▶ [BRIEF 1]:
Answer these questions from the clef discussion:
(a) Which brass instrument does the commenter who spent time exploring trombone and cello music play?
(b) In Switzerland, which clef do euphonium players read?
(c) Without fluency in which clef can an orchestra conductor not follow the violas?
▶ [BRIEF 2]: Write the next part of the clef discussion, continuing after its last sentence.

▶ [PASSAGE PROVIDED]:
And the problem is not understanding the system. The problem is fluency.
I went at this myself way back when while studying RCM theory. I didn't memorize names of spaces & lines, but rather when up or down intervallically from wherever middle C was. The clef looks like an arrow pointing to it. That said, it did not lead to anything like fluid and fast sight reading of piano music, because the method of reading itself was different.
It's difficult in the sense of, like you say, getting used to it. That's all as far as I'm concerned. It's just a treble clef shifted a line. It's not that difficult (for me) to visualize, but for sight-reading -- yeah, that would take probably a few months of practice. Conceptually, pretty straightforward; notation is just shifted up one line from treble.
@@pulykamell I think most of us understand the system. The problem is reading each additional clef as quickly as another one we know better.
I'd like to mention that the clef - as the name suggests - is used by almost every composer in the 18th century (up to the middle of the 19th) for the soprano in choral music.
And that's a good point about soprano clef being used in choral music. I did not mention that because I was trying to keep the video limited to about 5 minutes.
I understand intellectually why all these C clefs were used. But I find them vexing because for me they are so hard to read. I think that those of us who can read at least two different clefs are very much like people who are polylingual. For instance pianists move back and forth between treble clef and bass clef effortlessly.
Trombone players move effortlessly between bass clef and tenor clef. Violists move back and forth between alto clef and treble clef. If you are a cellist, you use bass clef for low notes, tenor clef in the mid range, and treble clef for the upper range.
Probably the best way to master different clefs is to play many instruments. I'm a brass player. My brass instrument is euphonium. I spent a lot of time exploring trombone music and cello music for additional material. So I am very familiar with tenor clef. I am very weak in alto clef, because I was never in orchestra and I never had to learn a string instrument.
@@garydlloyd7718 You forgot the conductors (what I am). A conductor must be able to read all clefs and also all transpositions. In college we had to play four-part Bach chorals in soprano, alto, tenor and bass clefs. It's just a matter of practice. By the way here in Switzerland the Euphonium players read treble clef (in B like Bass-Clarinet).
I have seen J. S. Bach's manuscripts online for some organ works where he used treble clef for the top staff instead of soprano clef.
Apparently he was so flexible that he could read just about any clef with no problem.
I use the C clef for the same reason as Bach: to avoid ledger lines. Also, different instruments have differing ranges, so what do you do? Move the clef around to avoid too many ledger lines. Try sight-reading an orchestral score with 12 staffs using only G and F clefs and you will get very inundated.
One reason I see for using different C clefs is to avoid ledger lines when writing music by hand.
However, the most important reason I see for mastering all those C clefs is to be able to instantly read any music using them. So if you are a choral conductor and you are dealing with a lot of music from the past - and probably we want to think first about the Baroque period - you have to know these clefs or you can't do your job.
If you are conducting an orchestra, you can't even process what is going on in the strings unless you are fluent in alto clef. If you don't have that, you won't be able to follow what is going on in the violas.
In addition, you won't be able to follow the cellos, the bassoons, or trombones without the tenor clef.
For the most part as pianists we don't need to read these other clefs. But if you are accompanying - and I started doing this at around the age of 14 - you can't properly follow solo instruments if you don't have a knowledge of these other clefs. And by the way, this doesn't even address the problems of transposing instruments. That is an entirely different rabbit hole.

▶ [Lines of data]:
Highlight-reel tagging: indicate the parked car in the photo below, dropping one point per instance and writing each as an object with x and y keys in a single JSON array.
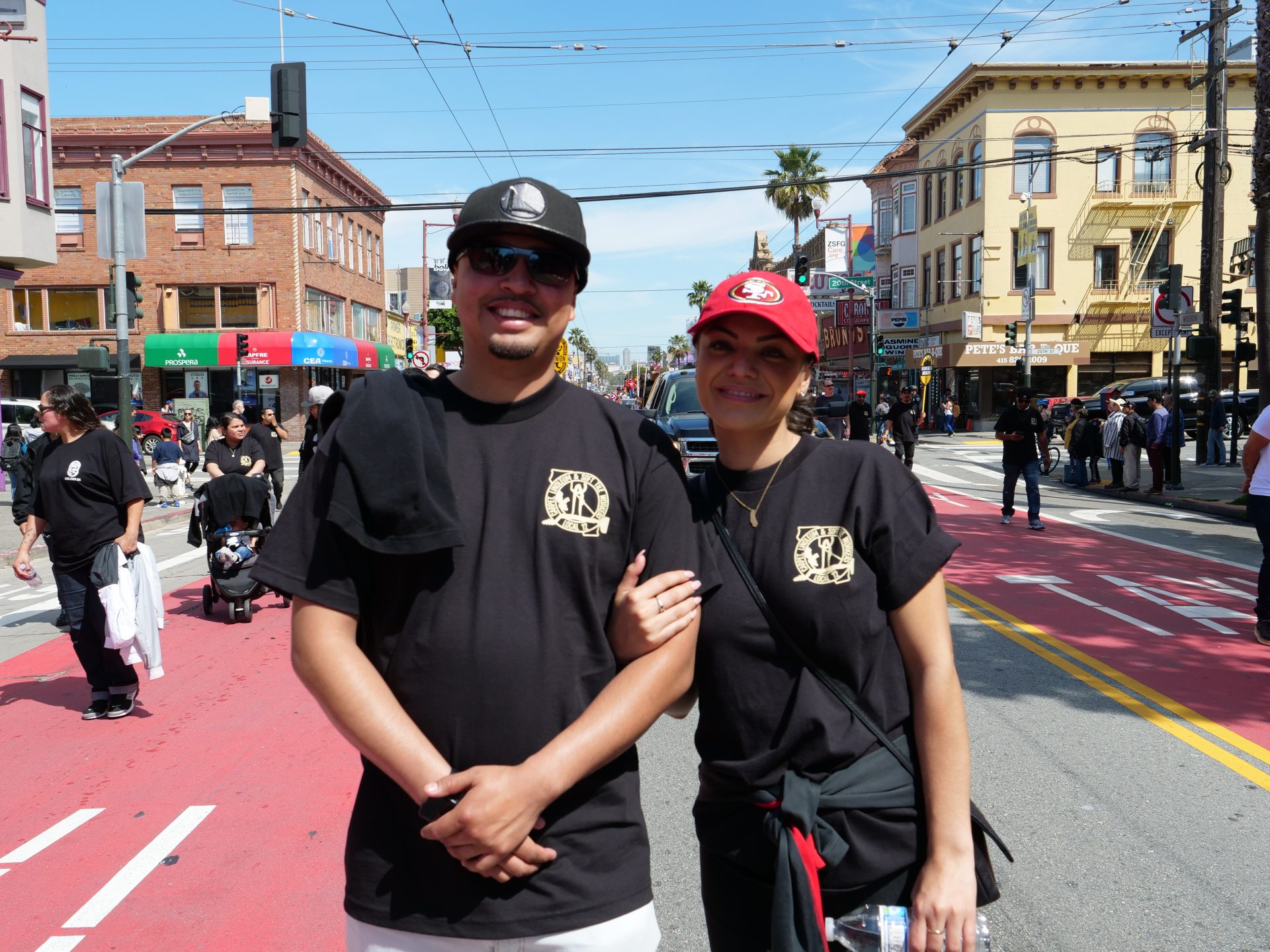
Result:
[
  {"x": 24, "y": 413},
  {"x": 675, "y": 407},
  {"x": 151, "y": 424},
  {"x": 1138, "y": 387}
]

▶ [RIGHT ANSWER 1]:
(a) Euphonium
(b) Treble clef
(c) Alto clef

▶ [RIGHT ANSWER 2]:
I think that the c clef was known as the fa clef for the fa in the guidonian hexachord system. Since fa refered to both c and f it helps you place your tonic and minimize ledger lines.
@@DancingPony1966-kp1zr , did they have clefs and lines at that time, (Guido) or did that come later? I don't actually know atm off the top of my head.
Joseph Haydn, Beethoven, Michael Haydn----everybody used it back then.
My main concern at the time that I made this video was about when it was used for a keyboard music.
I studied violin in grade school & middle school, so I learned G clef. Later I taught myself piano so I needed to learn F clef. The easiest way for me to do that, was to imagine that the top line had been removed and another line had been added at the bottom, and everything moved down an octave. It took me a little while to realize that between F clef and G clef is just one imaginary ledger line "C" and that is what the Bach C clef has as its bottom line. It makes it a bit easier to transpose to different clefs, If one realizes that for every note value in every clef there is a version of that note that is written on a space and an octave away is a version of that note written on a line. So to transpose clefs, one has to just imagine the center line moving up or down one to three lines.
You are absolutely correct.
Not to mention the French violin clef; Treble G on the 1st-line of the stave.
It blows my mind that these older composers confluently read all these different clefs,
So that was the thing that showed up in my WTC score!
If the top staff looks just like treble clef but every letter is actually two letters lower, then you have the Bach Clef. The rest of the world apparently calls this the Soprano clef.
You only need one note to test it. But the brain power it takes to shift everything this way absolutely fries my brain. In all cases when dealing with this kind of music, I either have to slowly translate it and then memorize it or I have to rewrite it in a modern form.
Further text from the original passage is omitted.